Quote the records in full and leave their pictures out.

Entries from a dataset

----------------------------------------

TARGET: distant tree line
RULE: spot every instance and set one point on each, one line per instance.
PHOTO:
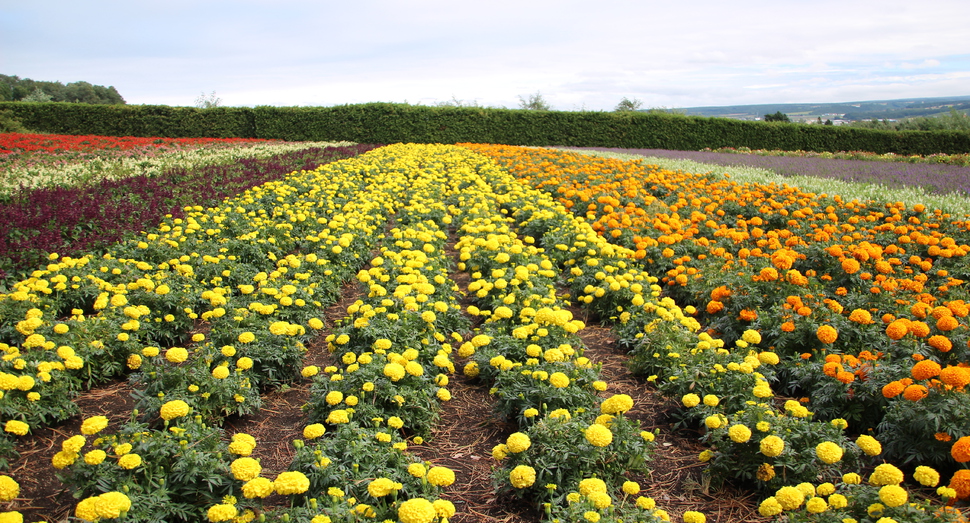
(953, 121)
(15, 89)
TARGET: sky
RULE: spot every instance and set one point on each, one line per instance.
(577, 55)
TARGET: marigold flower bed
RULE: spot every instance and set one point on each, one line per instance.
(735, 300)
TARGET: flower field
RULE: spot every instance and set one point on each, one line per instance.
(817, 345)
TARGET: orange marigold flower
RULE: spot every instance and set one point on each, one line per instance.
(827, 334)
(960, 482)
(925, 370)
(961, 450)
(897, 329)
(892, 389)
(915, 392)
(919, 329)
(956, 377)
(845, 377)
(947, 323)
(850, 265)
(941, 343)
(832, 368)
(861, 316)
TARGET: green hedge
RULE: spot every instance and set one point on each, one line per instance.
(390, 123)
(134, 120)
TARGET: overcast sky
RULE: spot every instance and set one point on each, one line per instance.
(579, 55)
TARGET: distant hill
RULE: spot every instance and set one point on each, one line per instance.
(848, 111)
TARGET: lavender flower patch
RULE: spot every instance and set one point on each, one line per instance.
(932, 178)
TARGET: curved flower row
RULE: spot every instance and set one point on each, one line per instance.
(573, 448)
(271, 258)
(750, 437)
(75, 163)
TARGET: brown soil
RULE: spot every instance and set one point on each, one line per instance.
(463, 440)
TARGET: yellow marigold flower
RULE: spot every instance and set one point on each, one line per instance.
(111, 504)
(222, 512)
(692, 516)
(417, 470)
(522, 476)
(174, 409)
(869, 445)
(816, 505)
(766, 472)
(9, 488)
(337, 417)
(381, 487)
(739, 433)
(334, 397)
(518, 442)
(590, 485)
(444, 508)
(789, 498)
(258, 488)
(600, 499)
(598, 435)
(828, 452)
(770, 507)
(86, 509)
(886, 474)
(73, 444)
(616, 404)
(176, 354)
(314, 431)
(893, 495)
(129, 461)
(394, 371)
(558, 380)
(245, 469)
(690, 400)
(292, 482)
(838, 501)
(416, 510)
(631, 488)
(16, 427)
(851, 478)
(713, 421)
(927, 476)
(95, 457)
(646, 503)
(441, 476)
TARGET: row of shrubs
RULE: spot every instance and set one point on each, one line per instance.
(390, 123)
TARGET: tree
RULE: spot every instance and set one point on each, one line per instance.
(777, 117)
(208, 102)
(627, 105)
(535, 103)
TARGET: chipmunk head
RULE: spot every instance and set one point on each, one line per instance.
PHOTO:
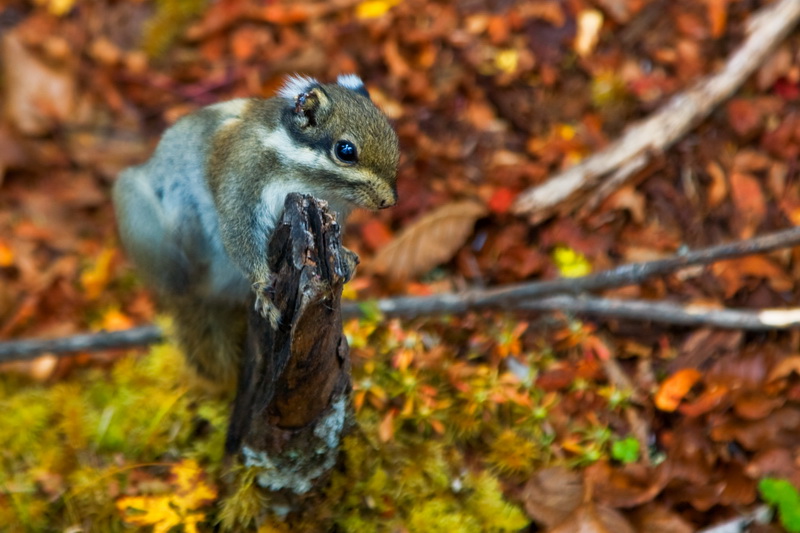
(342, 143)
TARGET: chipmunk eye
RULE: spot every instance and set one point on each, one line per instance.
(346, 151)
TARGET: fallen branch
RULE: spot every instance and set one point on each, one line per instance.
(614, 165)
(512, 295)
(668, 313)
(507, 297)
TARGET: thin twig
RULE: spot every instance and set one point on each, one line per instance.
(631, 274)
(129, 338)
(650, 137)
(531, 296)
(668, 313)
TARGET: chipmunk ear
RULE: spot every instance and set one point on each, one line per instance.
(311, 107)
(352, 82)
(311, 104)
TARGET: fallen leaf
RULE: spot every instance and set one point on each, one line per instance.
(374, 8)
(552, 495)
(95, 279)
(675, 388)
(749, 200)
(571, 263)
(36, 94)
(430, 241)
(375, 234)
(180, 507)
(590, 21)
(593, 518)
(784, 368)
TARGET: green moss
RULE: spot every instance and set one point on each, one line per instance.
(434, 436)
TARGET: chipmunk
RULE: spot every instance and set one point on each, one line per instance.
(196, 218)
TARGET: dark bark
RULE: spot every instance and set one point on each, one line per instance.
(292, 404)
(513, 297)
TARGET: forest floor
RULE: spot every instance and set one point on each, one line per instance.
(486, 421)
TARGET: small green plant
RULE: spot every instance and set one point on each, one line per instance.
(626, 450)
(785, 498)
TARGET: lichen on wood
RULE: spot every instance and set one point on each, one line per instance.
(293, 400)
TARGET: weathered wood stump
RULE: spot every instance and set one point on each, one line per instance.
(293, 400)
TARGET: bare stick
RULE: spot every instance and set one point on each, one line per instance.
(668, 313)
(292, 402)
(652, 136)
(631, 274)
(507, 296)
(129, 338)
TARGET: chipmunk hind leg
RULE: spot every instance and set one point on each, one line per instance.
(211, 334)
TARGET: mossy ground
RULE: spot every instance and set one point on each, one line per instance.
(434, 434)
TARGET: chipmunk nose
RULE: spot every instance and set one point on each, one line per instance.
(388, 202)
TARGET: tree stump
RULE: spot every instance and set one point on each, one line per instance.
(293, 399)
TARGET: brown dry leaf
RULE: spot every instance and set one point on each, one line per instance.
(626, 486)
(430, 241)
(658, 519)
(593, 518)
(734, 273)
(718, 16)
(552, 495)
(717, 190)
(749, 201)
(675, 387)
(744, 115)
(36, 94)
(785, 367)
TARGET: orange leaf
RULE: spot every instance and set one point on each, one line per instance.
(6, 255)
(675, 387)
(95, 279)
(115, 320)
(376, 234)
(501, 200)
(386, 427)
(429, 241)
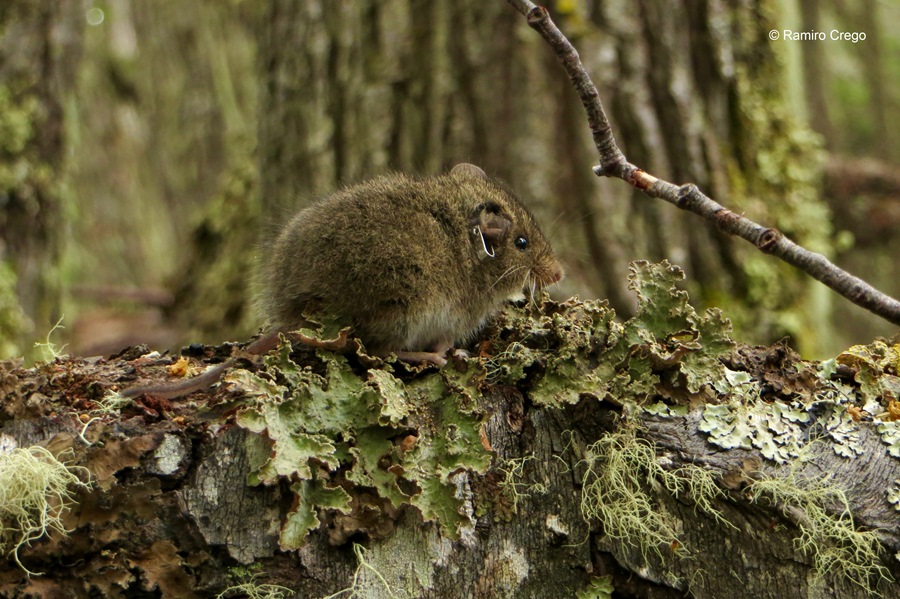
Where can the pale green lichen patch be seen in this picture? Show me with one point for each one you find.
(576, 348)
(332, 428)
(780, 430)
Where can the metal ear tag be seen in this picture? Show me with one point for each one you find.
(483, 252)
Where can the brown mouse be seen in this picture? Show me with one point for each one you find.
(412, 265)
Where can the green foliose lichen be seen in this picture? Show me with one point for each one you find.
(331, 429)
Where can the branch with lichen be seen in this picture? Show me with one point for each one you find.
(689, 197)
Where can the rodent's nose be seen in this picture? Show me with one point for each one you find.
(551, 273)
(556, 274)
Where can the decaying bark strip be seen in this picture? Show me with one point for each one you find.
(572, 444)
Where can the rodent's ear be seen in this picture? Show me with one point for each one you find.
(464, 169)
(490, 229)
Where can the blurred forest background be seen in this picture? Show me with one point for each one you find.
(150, 149)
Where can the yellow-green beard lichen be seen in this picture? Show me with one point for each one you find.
(620, 468)
(247, 586)
(34, 493)
(827, 531)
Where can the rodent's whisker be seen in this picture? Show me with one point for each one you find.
(506, 273)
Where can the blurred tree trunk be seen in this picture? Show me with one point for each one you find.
(694, 90)
(40, 44)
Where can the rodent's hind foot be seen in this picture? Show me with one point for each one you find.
(436, 358)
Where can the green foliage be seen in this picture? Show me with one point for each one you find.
(403, 441)
(576, 348)
(34, 493)
(774, 173)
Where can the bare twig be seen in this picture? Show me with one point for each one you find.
(688, 197)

----------------------------------------

- Solution for this task -
TARGET: distant tree line
RULE: spot every instance and set one point on each, one line per instance.
PHOTO:
(953, 121)
(15, 89)
TARGET: sky
RULE: spot every instance and set one point on each, one line per instance.
(577, 55)
TARGET: marigold flower bed
RULE: spot every instance and set one point on each, one line per instance.
(735, 300)
TARGET: flower field
RULE: spot every instance and set one point on each, one line per instance.
(817, 345)
TARGET: orange marigold flower
RULE: spot every instance and set one point on each, one line per instance.
(827, 334)
(960, 482)
(925, 370)
(961, 450)
(897, 329)
(892, 389)
(915, 392)
(919, 329)
(956, 377)
(845, 377)
(947, 323)
(850, 265)
(941, 343)
(832, 368)
(861, 316)
TARGET: green hedge
RULE: spot every instance and set one point on each, one line per instance.
(390, 123)
(134, 120)
TARGET: overcast sky
RULE: spot every instance and set one point on each, one line per instance.
(579, 55)
TARGET: distant hill
RULE: spot every instance and set one point on each, one line per instance.
(848, 111)
TARGET: lavender flower patch
RULE: spot every instance and set one point on each, one line per instance.
(932, 178)
TARGET: curved flower row
RULE: spot every instance and set one point on each, one line per instance.
(573, 448)
(271, 258)
(750, 437)
(75, 163)
TARGET: brown soil
RULE: spot every instance and set one point on each, one line per instance.
(463, 440)
TARGET: yellow marigold flower
RULE: spot every instance and set one point on each, one line per instance.
(111, 504)
(222, 512)
(692, 516)
(417, 470)
(522, 476)
(174, 409)
(869, 445)
(816, 505)
(766, 472)
(9, 488)
(337, 417)
(381, 487)
(739, 433)
(334, 397)
(518, 442)
(590, 485)
(444, 508)
(789, 498)
(258, 488)
(600, 499)
(598, 435)
(828, 452)
(770, 507)
(86, 509)
(886, 474)
(73, 444)
(616, 404)
(176, 354)
(314, 431)
(893, 495)
(129, 461)
(394, 371)
(558, 380)
(245, 469)
(690, 400)
(292, 482)
(838, 501)
(416, 510)
(631, 488)
(16, 427)
(851, 478)
(713, 421)
(927, 476)
(95, 457)
(646, 503)
(441, 476)
TARGET: row of shrubs
RULE: spot every instance and set one point on each, one line per instance.
(390, 123)
TARGET: tree
RULE: spot every instance and set one point on each, one line per instance.
(777, 117)
(208, 102)
(627, 105)
(535, 103)
TARGET: chipmunk head
RULE: spot every instance and set one point on each, one line per instance.
PHOTO:
(342, 143)
TARGET: chipmunk eye
RULE: spot every instance and set one point on each, one line per instance.
(346, 151)
TARGET: fallen branch
RULE: spot every instance and set one point on each, one line per instance.
(614, 165)
(512, 295)
(668, 313)
(507, 297)
TARGET: thin twig
RULE: spot every instance and set one point on each, one line per instance.
(631, 274)
(129, 338)
(650, 137)
(531, 296)
(668, 313)
TARGET: chipmunk ear
RULE: spot every instance and set one point on each, one line per instance.
(311, 107)
(352, 82)
(311, 104)
TARGET: fallen leaf
RULE: spot every instance and set one point on each, one line per instance.
(374, 8)
(552, 495)
(95, 279)
(675, 388)
(749, 200)
(571, 263)
(36, 94)
(430, 241)
(375, 234)
(180, 507)
(590, 21)
(593, 518)
(784, 368)
TARGET: green moss
RULE: spot every instance and set one point on each, one line per instance.
(434, 436)
TARGET: chipmunk
RULE: spot every instance and set one point on each, one line per instance.
(196, 218)
TARGET: dark bark
RULE: spot every instance and set one point on each, one line per instance.
(292, 404)
(513, 297)
TARGET: forest floor
RULE: spot every instance and set one point on each, one line per instance.
(486, 421)
TARGET: small green plant
RULE: spot every instance and set one point on each, one line per instance.
(626, 450)
(785, 498)
TARGET: lichen on wood
RULE: spot every instance and set one point on each, one line per instance.
(293, 400)
TARGET: weathered wood stump
RULE: spot every instance and set one point on each, one line per instance.
(293, 400)
TARGET: bare stick
RULE: spot every instance and set one point on each, one line per instance.
(668, 313)
(292, 402)
(652, 136)
(631, 274)
(507, 296)
(129, 338)
TARGET: chipmunk hind leg
RULE: spot every instance and set one point on each, one line per instance.
(211, 334)
TARGET: mossy ground
RULE: spot every instance and set one point on each, one line per instance.
(434, 434)
TARGET: chipmunk nose
RULE: spot every instance and set one point on each, one line per instance.
(388, 202)
TARGET: tree stump
RULE: spot every instance and set one point on each, one line per instance.
(293, 399)
TARGET: brown dry leaf
RULE: spot every instance and set one point on each, one line per instance.
(626, 486)
(430, 241)
(658, 519)
(593, 518)
(734, 273)
(718, 16)
(552, 495)
(717, 190)
(749, 201)
(675, 387)
(744, 115)
(36, 94)
(785, 367)
TARGET: orange leaf
RULE: spot every instance and set one point on each, one line per instance.
(6, 255)
(675, 387)
(95, 279)
(115, 320)
(376, 234)
(501, 200)
(386, 427)
(429, 241)
Where can the pale green lichen patch be seen in this picture? Show me with one point for each one you find.
(576, 348)
(332, 428)
(780, 430)
Where can the metal ear tag be seen in this picture? Show me with one point for each one you find.
(483, 252)
Where can the brown mouse be seen in this picture? Show me with one point for each one you find.
(412, 265)
Where can the green foliose lichen be seen in this picture? Show me with one point for each one you find.
(331, 429)
Where can the branch with lichen be seen in this picture? Show me with one point for each one you find.
(689, 197)
Where can the rodent's nose be seen in this picture? Show me with one point for each one you find.
(551, 273)
(556, 274)
Where can the decaying bark strip be seen in this picture? Show me with one point for each one you find.
(572, 444)
Where can the rodent's ear be seen in this picture? Show me with one point for each one you find.
(464, 169)
(490, 229)
Where can the blurred forest background be seen in this picture? Show me with one point for each one you find.
(150, 149)
Where can the yellow-green beard lichen be seen in this picture? Show me with one point for each one you find.
(620, 468)
(247, 586)
(34, 493)
(827, 531)
Where can the rodent's whisker be seen in this picture? Show me with one point for each one you find.
(506, 273)
Where can the blurred tree trunk be seen in this picture? Show me with one point for each one you find.
(694, 90)
(40, 44)
Where can the rodent's hind foot be seen in this picture? Show me with one point for each one you find.
(436, 358)
Where can the green foliage be seen in this picture? Show me with one point for each one you find.
(403, 441)
(576, 348)
(34, 493)
(774, 173)
Where can the bare twig be seen in this picture? Show me with one point for each one you find.
(688, 197)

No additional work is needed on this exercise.